- Records contained in a dataset -
====
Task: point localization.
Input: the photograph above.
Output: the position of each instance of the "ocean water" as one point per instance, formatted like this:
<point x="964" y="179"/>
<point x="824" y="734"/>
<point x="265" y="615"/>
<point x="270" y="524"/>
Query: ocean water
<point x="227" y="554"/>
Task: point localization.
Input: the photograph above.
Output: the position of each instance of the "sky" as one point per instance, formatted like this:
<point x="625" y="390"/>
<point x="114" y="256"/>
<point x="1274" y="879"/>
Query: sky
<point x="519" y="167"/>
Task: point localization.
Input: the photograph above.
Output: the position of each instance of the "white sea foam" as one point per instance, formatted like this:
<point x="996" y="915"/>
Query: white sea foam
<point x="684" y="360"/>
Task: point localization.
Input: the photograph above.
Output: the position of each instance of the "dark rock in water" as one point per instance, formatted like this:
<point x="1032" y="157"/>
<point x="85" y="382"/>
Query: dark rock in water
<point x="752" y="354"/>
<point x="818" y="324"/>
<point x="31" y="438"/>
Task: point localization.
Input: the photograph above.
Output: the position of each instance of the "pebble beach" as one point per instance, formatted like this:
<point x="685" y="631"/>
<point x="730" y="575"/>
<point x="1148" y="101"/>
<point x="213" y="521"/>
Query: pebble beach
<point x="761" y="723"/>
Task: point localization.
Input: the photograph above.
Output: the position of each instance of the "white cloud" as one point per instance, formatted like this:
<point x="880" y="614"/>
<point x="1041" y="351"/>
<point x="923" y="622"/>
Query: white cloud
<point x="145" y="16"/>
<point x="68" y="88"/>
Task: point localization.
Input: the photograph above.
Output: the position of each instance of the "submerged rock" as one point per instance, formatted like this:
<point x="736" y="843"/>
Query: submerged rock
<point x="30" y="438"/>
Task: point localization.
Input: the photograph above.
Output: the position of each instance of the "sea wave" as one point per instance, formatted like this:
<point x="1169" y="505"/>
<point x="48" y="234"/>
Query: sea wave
====
- Task description -
Within the data above, find the lines that contain the word "wave" and copy each of them.

- Response to this exercise -
Output: the position of each instance of the "sea wave" as one point per instance, formatted like this:
Query: sea wave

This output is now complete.